YOUR GOAL → Produce an exact transcription of every entry.

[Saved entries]
--------------------

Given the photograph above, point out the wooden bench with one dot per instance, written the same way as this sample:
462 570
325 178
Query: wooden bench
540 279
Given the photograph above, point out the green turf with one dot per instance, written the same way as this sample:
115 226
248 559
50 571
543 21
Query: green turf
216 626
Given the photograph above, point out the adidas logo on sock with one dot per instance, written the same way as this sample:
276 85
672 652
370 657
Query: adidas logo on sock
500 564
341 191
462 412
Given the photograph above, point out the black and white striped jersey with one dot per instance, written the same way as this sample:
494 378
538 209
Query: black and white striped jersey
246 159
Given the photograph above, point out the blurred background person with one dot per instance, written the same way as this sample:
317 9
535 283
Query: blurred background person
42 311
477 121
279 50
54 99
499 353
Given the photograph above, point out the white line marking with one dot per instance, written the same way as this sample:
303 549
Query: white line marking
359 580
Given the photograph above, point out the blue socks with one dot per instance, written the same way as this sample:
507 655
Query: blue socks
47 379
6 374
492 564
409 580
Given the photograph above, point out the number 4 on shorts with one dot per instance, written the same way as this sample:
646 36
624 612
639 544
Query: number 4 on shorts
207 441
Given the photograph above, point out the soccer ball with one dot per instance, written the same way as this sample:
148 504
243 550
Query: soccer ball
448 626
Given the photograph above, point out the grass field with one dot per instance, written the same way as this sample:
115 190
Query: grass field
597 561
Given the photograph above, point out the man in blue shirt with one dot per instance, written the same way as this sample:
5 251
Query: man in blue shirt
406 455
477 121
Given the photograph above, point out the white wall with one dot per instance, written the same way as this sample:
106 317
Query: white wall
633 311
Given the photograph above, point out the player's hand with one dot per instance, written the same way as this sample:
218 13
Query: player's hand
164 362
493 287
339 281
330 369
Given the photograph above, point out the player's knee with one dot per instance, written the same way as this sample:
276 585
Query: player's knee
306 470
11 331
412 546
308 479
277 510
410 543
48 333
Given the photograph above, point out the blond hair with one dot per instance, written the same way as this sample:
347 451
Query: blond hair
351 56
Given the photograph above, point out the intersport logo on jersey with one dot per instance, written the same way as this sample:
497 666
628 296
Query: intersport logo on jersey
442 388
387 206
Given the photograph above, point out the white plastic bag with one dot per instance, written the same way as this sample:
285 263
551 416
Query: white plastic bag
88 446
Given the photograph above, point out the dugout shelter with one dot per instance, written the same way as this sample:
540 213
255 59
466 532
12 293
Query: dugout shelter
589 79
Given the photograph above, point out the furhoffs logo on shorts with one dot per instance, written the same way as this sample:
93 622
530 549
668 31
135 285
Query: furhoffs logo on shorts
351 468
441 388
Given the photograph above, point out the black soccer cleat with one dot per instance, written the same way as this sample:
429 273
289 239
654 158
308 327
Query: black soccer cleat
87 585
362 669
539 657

--------------------

TASK RESPONSE →
Given the photograph above, point out the wooden bench with one dot per instance, written the same way as this sample:
462 570
325 178
Query: wooden bench
540 279
Given the photograph above, point out the green turf with one dot per instance, written the same way as this sample:
115 226
248 559
50 571
543 21
Query: green turf
216 626
Given the photograph above, point out the adidas logo on sock with one dot per instance, written the same way as this sample:
276 85
672 652
370 657
Query: adidas logo on sock
500 564
341 191
462 412
Given the photograph above, point out the black and white striped jersey with one dot per instance, written the same way as this sample:
494 378
538 209
Query: black and white striped jersey
246 159
Given the photograph above, point out the blurred background person with one dot per instance, written the same way as this sample:
317 9
535 283
Query: blurred background person
42 311
477 121
279 50
54 99
499 353
Given the photograph above, point out the white line marking with one dot per instance, written the same way as this sample:
303 549
Query: white line marking
359 580
Given the photograph above, point out the blue socks with one dot per instance, written the same way as this sample:
507 655
Query: blue socks
47 379
6 374
492 564
409 580
Given the photograph above, point out the number 4 on shorts with one dot per instance, written the same way as this sample:
646 36
624 612
639 544
Query: number 4 on shorts
207 441
Given the photograph above, point out the soccer ball with one dot per instance, written the same way as this sample:
148 504
243 550
Query: soccer ball
448 626
Given the photograph above, point out the grass field with one dot per instance, written the same way as this sample:
115 190
Query: grass field
597 561
Given the photograph above, point out the man in blue shirt with one dot per instance, written the same way as this sample:
5 251
Query: man in blue shirt
406 455
477 121
Given the photograph above, point out the white wall with one dot per instance, written the same way as this sample:
106 317
Query: white wall
633 311
Given the photograph above, point out the player's hand with one dot per instance, written the same way as this sample:
218 13
Query: player's hand
164 362
493 287
339 281
330 369
Given the photograph above, point out the player's knee with one dot per instance, written the same way as this sample:
276 585
Query: player's knee
306 470
11 331
412 546
308 479
277 510
410 543
48 333
Given the photograph above, point out the blond hair with one dot per instance, written the same way as this sample:
347 451
Query: blond hair
351 56
Given the photograph above, point out the intersport logo on jersey with one dot per instance, written the same way as this sample:
497 666
628 296
Query: intersport logo on jersey
442 388
387 206
Given the photograph above, point out the white plastic bag with one dot per instance, written the same way as this sample:
285 263
551 416
Query: white plastic bag
88 446
Given the photograph above, point out the dugout shelter with one dot per instance, written the same way as this sample:
540 213
255 59
466 532
12 293
Query: dugout shelter
589 79
Given the photograph above, point out the furhoffs logo on shorts with one dot per instance, written the same way as this sample:
93 622
530 549
668 31
135 285
Query: furhoffs logo on shorts
351 468
441 388
Given the photograph above, point out the black soccer cleat with one dot per instance, written the same way as this sample:
429 273
289 239
654 158
308 327
Query: black soccer cleat
87 585
362 669
539 657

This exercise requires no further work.